Supplied text -
────────────────
4. Heard both the sides and perused the records. We find that the Appellant has taken the general Insurance policies to safeguard its petroleum Complex. The services of insurance as found from the list are integral to the safety. The value of plant and machinery running into thousands of crores are required to be safeguarded against various risks. Without such insurance services in case of any mis - happening, the enterprise would be at great loss and can never re- start its operations. We also find that the cost of such services stands included in the cost of production/ value of goods as certified by the Cost Accountant. We have no doubt in our mind that the services are integral part of cost of goods manufactured and would merit classification as "Input Service". Unless and until a business is safeguarded against risk and losses it cannot work continuously. Moreover we find that in the Appellant's own case the Tribunal vide Order dt. A/10371-10373/2017 dt. 20.01.2017 has allowed the credit on advertising agency service, insurance auxiliary service, air travel agent service, cable operator, clearing and forwarding agent services etc. by relying upon Appellant's own case as reported in 2016 (45) STR 383. The Tribunal in case held that the services used in relation to business activity would merit consideration as "Input Service". We find that in case of Anglo French Drugs & industries 2017 (3) GSTL 147 (TRI), the credit on impugned services were allowed by the Tribunal. In the Appellant's own case as reported in 2018 (15) G.S.T.L 366 (TRI), the Tribunal, on being satisfied that the cost of service is included in cost of production, has allowed the credit. The relevant paras of the findings are as under :

"9. This is 2nd round of litigation. The dispute is regarding the eligibility to avail Cenvat credit on the Service Tax paid by various service providers who are insurance Companies. The insurance policies are taken by the respondent-assessee in respect of plant and machinery, inputs, other goods and factory building and building & residential township. It is also undisputed that the cost of such insurance is included in the valuation of
5|Page E/12241/2018-DB the final product manufactured by them. We find that in the 1st round of litigation when the matter came before this Bench and this Bench while remanding the matter back to the adjudicating authority in paragraph No. 5.1 has recorded as under :-
"5.1 Prima facie, we find that the costs of various services availed forms part of the assessable value of the goods manufactured and sold by the appellant. Therefore, there is no reason to deny Cenvat credit of the duty/taxes paid on the various inputs/input services availed by the appellant for undertaking their business operations. The appellant has also furnished Cost Accountant's certificates certifying the above. For any reason, if the department does not want to place reliance on these certificates, under Section 14AA of the Central Excise Act, they can conduct special audit where the credit of duty availed of or utilised is not within the normal limits or such credit has been availed by reason of fraud, collusion or any willful misstatement or suppression of facts. The department has not invoked these powers available to it. In these circumstances, we are of the view that the matter has to go back to the adjudicating authority either to consider the Cost Accountant's Certificates furnished by the appellant or to undertake special audit in terms of the powers of Section 14AA of the Central Excise Act and satisfy himself as to the eligibility of the credit taken by the appellant on these various services. Accordingly, we remand the case back to the adjudicating authority for de novo consideration."
────────────────
Supplied information -
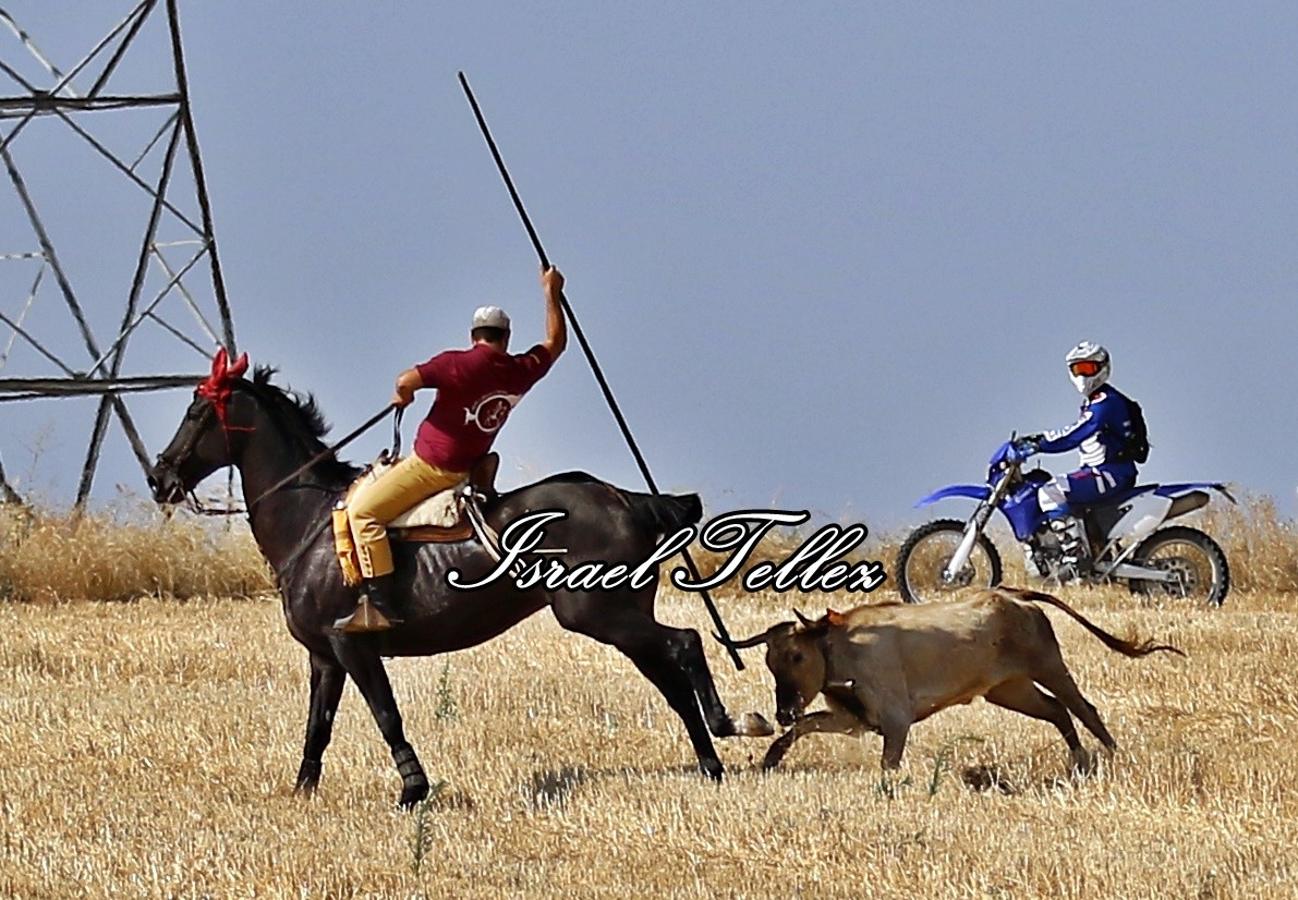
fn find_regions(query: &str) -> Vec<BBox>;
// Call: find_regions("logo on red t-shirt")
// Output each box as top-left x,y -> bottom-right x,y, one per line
465,391 -> 523,434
────────────────
What you are asked to do -
According to the tribunal excerpt, under which section of the Central Excise Act may the department conduct a special audit? Rely solely on the tribunal excerpt, not on the material.

Solution for this problem -
Section 14AA